**Challenge**
Write out the entries again exactly as they are given.

**Provided entries**
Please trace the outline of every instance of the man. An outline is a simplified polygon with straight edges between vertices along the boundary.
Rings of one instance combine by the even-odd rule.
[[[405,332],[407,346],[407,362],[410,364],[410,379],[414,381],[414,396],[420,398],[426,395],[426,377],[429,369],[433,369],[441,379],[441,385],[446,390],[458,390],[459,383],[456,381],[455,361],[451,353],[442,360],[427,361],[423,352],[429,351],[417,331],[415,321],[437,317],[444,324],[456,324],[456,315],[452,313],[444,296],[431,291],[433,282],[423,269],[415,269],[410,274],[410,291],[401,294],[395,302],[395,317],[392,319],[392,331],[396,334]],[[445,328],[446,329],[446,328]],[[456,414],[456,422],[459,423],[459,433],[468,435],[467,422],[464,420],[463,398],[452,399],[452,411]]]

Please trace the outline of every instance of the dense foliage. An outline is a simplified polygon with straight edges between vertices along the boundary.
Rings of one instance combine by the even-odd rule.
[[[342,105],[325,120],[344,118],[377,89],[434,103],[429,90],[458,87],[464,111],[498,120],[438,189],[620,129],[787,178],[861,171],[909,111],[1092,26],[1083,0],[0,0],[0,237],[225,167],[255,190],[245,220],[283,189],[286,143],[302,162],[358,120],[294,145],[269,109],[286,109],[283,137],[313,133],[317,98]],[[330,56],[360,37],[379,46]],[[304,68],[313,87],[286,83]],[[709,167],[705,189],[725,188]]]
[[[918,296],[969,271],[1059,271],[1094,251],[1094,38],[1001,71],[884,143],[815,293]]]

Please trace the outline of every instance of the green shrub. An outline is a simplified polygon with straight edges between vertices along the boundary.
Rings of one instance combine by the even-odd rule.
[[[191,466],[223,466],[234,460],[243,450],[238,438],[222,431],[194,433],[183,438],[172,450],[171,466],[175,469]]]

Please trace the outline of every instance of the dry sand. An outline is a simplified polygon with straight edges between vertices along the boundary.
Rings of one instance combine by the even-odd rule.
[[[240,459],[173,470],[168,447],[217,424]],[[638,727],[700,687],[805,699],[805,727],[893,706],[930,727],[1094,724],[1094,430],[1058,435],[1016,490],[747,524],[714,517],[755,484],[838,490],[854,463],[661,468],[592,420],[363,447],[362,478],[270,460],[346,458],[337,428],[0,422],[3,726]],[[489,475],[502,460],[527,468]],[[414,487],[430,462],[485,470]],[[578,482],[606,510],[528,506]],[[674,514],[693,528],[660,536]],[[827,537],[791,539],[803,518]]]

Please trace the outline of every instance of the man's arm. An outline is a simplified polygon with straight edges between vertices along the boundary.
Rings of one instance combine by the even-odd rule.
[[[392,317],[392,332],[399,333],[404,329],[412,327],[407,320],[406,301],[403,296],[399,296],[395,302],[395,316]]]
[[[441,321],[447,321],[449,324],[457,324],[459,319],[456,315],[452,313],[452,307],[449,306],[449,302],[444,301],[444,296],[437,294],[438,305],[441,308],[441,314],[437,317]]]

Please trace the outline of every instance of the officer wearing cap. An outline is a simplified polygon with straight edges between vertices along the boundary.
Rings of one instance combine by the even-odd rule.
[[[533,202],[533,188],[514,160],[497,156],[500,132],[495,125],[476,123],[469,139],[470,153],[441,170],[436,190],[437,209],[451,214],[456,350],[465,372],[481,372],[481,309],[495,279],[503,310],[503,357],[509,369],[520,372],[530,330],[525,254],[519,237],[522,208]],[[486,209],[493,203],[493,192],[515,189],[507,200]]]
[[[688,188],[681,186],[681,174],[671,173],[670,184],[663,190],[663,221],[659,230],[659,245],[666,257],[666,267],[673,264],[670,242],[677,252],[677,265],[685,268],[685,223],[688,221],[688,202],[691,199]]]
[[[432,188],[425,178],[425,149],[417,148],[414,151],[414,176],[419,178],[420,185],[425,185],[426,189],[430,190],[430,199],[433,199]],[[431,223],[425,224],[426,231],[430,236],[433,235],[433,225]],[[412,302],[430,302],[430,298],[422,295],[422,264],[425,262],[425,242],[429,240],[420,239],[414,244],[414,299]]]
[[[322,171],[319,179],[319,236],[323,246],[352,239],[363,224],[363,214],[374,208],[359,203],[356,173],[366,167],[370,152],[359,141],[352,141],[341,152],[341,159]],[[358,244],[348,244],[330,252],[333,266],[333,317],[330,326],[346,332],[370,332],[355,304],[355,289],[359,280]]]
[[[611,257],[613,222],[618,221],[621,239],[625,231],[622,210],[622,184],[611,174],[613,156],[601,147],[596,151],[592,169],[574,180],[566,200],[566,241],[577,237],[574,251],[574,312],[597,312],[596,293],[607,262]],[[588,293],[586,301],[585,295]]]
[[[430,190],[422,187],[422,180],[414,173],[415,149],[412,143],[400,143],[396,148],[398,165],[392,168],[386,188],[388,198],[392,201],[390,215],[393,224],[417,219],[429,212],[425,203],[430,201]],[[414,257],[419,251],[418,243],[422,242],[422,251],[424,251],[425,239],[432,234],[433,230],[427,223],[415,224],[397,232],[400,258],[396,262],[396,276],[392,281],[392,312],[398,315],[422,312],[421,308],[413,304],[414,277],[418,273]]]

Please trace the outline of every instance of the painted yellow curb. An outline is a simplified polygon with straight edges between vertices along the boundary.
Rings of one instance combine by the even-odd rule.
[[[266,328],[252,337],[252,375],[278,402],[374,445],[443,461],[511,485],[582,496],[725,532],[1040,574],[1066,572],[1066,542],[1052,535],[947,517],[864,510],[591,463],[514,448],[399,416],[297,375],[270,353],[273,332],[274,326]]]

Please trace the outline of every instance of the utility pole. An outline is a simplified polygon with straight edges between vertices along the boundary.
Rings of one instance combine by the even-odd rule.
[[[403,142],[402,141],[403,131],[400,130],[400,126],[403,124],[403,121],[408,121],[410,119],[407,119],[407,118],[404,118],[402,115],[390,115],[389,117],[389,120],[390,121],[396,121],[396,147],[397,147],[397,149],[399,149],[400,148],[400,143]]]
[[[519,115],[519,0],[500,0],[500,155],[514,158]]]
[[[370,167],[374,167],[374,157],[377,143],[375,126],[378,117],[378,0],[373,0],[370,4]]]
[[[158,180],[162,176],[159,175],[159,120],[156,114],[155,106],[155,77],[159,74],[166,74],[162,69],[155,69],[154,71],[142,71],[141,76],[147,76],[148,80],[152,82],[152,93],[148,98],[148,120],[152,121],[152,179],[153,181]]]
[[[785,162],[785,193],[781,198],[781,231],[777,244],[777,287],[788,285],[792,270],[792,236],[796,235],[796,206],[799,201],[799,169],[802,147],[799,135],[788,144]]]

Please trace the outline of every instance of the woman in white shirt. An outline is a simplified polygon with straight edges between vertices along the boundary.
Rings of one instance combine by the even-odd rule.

**Complete answer**
Please trace the outline of every instance of the man. An outline is a simplified polygon with straight edges between vertices along the boundary.
Rings of one instance combine by the even-odd rule.
[[[405,332],[407,346],[407,362],[410,364],[410,379],[414,381],[414,396],[420,398],[426,395],[426,377],[429,369],[433,369],[441,379],[441,385],[446,390],[458,390],[459,383],[456,381],[455,361],[451,353],[442,360],[427,361],[423,352],[429,351],[417,331],[415,321],[437,317],[444,324],[456,324],[456,315],[452,313],[444,296],[431,291],[433,282],[423,269],[415,269],[410,274],[410,291],[401,294],[395,302],[395,317],[392,319],[392,331],[396,334]],[[445,328],[446,329],[446,328]],[[456,414],[456,422],[459,423],[459,433],[468,435],[467,422],[464,420],[463,398],[452,399],[452,411]]]

Please trace the outline of every instance of the dense foliage. An outline is a simplified polygon with straight edges between vertices along the boundary.
Rings of one instance combine by the even-odd rule.
[[[342,105],[325,120],[344,118],[377,89],[434,103],[429,90],[458,87],[464,111],[498,120],[438,189],[620,129],[787,178],[861,171],[909,111],[1092,26],[1083,0],[0,0],[0,237],[225,167],[255,190],[245,220],[283,189],[286,143],[302,162],[358,120],[294,145],[269,109],[286,109],[283,137],[313,133],[317,98]],[[330,56],[360,37],[379,46]],[[304,68],[313,87],[286,83]],[[709,167],[705,189],[725,188]]]
[[[918,296],[969,271],[1059,271],[1094,251],[1094,38],[1001,71],[884,143],[815,293]]]

Please trace the outline of every instance of the green shrub. An outline is a simplified polygon with straight edges between vertices along the boundary.
Rings of one instance combine by the even-odd rule.
[[[191,466],[223,466],[234,460],[243,450],[238,438],[222,431],[194,433],[183,438],[172,450],[171,466],[175,469]]]

Please trace the outline of every instance of the dry sand. An outline is a simplified polygon with straight edges between vertices along the boundary.
Rings of one instance combine by the even-odd rule.
[[[240,459],[173,470],[168,447],[217,424]],[[638,727],[700,687],[805,699],[805,727],[893,706],[930,727],[1094,724],[1094,430],[1058,435],[1016,490],[747,524],[714,517],[755,484],[838,490],[854,463],[661,468],[592,420],[363,447],[362,478],[270,460],[346,458],[337,428],[0,422],[3,726]],[[489,475],[502,460],[527,468]],[[414,487],[430,462],[485,470]],[[578,482],[606,510],[528,506]],[[674,514],[693,528],[660,536]],[[827,537],[791,539],[803,518]]]

Please trace the outline of every instance of the man's arm. An outline is a simplified polygon with straight edges between vertices along the boundary.
Rings of one instance combine by the even-odd rule.
[[[392,317],[392,332],[399,333],[404,329],[412,327],[407,320],[406,301],[403,296],[399,296],[395,302],[395,316]]]
[[[441,321],[447,321],[449,324],[457,324],[459,319],[456,315],[452,313],[452,307],[449,306],[449,302],[444,301],[444,296],[437,294],[438,305],[441,308],[441,314],[437,317]]]

Please trace the outline of every instance of the officer wearing cap. An outline is a simplified polygon with straight edges between vertices along the boundary.
Rings of one instance combine by the even-odd rule.
[[[533,202],[533,188],[514,160],[497,156],[500,132],[495,125],[476,123],[469,139],[470,153],[441,170],[436,190],[437,209],[451,214],[456,350],[465,372],[481,372],[481,309],[495,279],[503,310],[503,357],[509,369],[520,372],[530,330],[525,254],[519,237],[522,208]],[[486,209],[493,203],[493,192],[515,189],[507,200]]]
[[[688,188],[681,186],[681,174],[671,173],[670,184],[663,190],[663,221],[659,230],[659,245],[666,257],[666,267],[673,264],[670,242],[677,252],[677,265],[685,268],[685,223],[688,221],[688,202],[691,199]]]
[[[432,188],[425,178],[425,149],[417,148],[414,151],[414,176],[419,178],[420,185],[425,185],[426,189],[430,190],[430,199],[433,199]],[[431,223],[425,224],[426,231],[430,236],[433,235],[433,225]],[[412,302],[430,302],[430,298],[422,295],[422,264],[425,262],[425,242],[429,240],[420,239],[414,244],[414,299]]]
[[[322,171],[319,179],[319,236],[323,246],[352,239],[363,224],[363,214],[374,208],[359,203],[356,173],[366,167],[370,152],[359,141],[352,141],[341,152],[341,159]],[[358,244],[348,244],[330,252],[333,266],[333,317],[330,326],[346,332],[370,332],[355,304],[355,289],[359,280]]]
[[[611,257],[613,222],[618,221],[621,239],[625,231],[622,210],[622,184],[611,174],[613,156],[601,147],[596,151],[592,169],[574,180],[566,200],[566,241],[577,237],[574,251],[574,312],[597,312],[596,293],[607,262]],[[588,293],[586,301],[585,295]]]
[[[430,190],[422,187],[422,180],[414,173],[415,149],[412,143],[400,143],[396,148],[398,165],[392,168],[386,188],[388,198],[392,201],[390,215],[393,224],[417,219],[429,212],[425,203],[430,201]],[[414,257],[419,251],[418,243],[422,242],[422,251],[424,251],[425,239],[432,234],[433,230],[427,223],[415,224],[397,232],[400,258],[396,262],[396,276],[392,281],[392,312],[398,315],[422,312],[421,308],[413,304],[414,277],[418,273]]]

Please trace the outline of every instance of the painted yellow curb. An outline is a simplified polygon with straight edges between vertices along the boundary.
Rings of one instance combine by the even-odd rule.
[[[266,328],[252,337],[252,375],[278,402],[374,445],[443,461],[511,485],[582,496],[725,532],[1040,574],[1066,572],[1066,542],[1052,535],[947,517],[864,510],[591,463],[514,448],[399,416],[297,375],[270,353],[273,332],[274,326]]]

Please trace the outline of every instance of the utility pole. An outline is a simplified polygon with straight edges between vertices along the boundary.
Rings of one instance combine by the even-odd rule.
[[[403,142],[402,141],[403,131],[400,130],[400,126],[403,124],[403,121],[408,121],[410,119],[407,119],[407,118],[404,118],[402,115],[390,115],[389,117],[389,120],[390,121],[396,121],[396,147],[397,147],[397,149],[399,149],[400,148],[400,143]]]
[[[519,115],[519,0],[500,0],[500,155],[514,158]]]
[[[370,167],[374,167],[374,157],[377,143],[375,126],[378,117],[378,0],[373,0],[370,4]]]
[[[158,180],[162,176],[159,175],[159,120],[156,114],[155,106],[155,77],[159,74],[166,74],[162,69],[155,69],[154,71],[142,71],[141,76],[147,76],[148,80],[152,82],[152,93],[148,98],[148,120],[152,121],[152,179],[153,181]]]
[[[785,162],[785,193],[781,198],[781,231],[777,244],[777,287],[788,285],[792,270],[792,236],[796,235],[796,206],[799,201],[799,169],[802,147],[799,135],[788,144]]]

Please trace the outline of every instance of the woman in white shirt. An outline is a simplified polygon with straight edges between vertices along the boundary.
Rings of one instance combine by the even-odd rule.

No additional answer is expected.